WORK TO COMPLETE »
Below are some entries. Output each one exactly as it appears.

Saved data entries:
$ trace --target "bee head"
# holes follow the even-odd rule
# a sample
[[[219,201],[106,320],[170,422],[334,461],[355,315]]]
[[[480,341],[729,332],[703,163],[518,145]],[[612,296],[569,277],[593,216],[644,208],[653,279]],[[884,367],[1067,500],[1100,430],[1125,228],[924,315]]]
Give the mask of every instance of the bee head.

ANSWER BOX »
$ trace --target "bee head"
# holes follow the even-odd rule
# a sample
[[[219,201],[106,320],[170,422],[334,461],[355,315]]]
[[[480,341],[729,332],[703,163],[518,145]],[[612,296],[569,277],[593,216],[644,208],[653,279]],[[884,367],[1067,500],[1100,430],[1125,228],[924,315]]]
Give the mask of every instance of the bee head.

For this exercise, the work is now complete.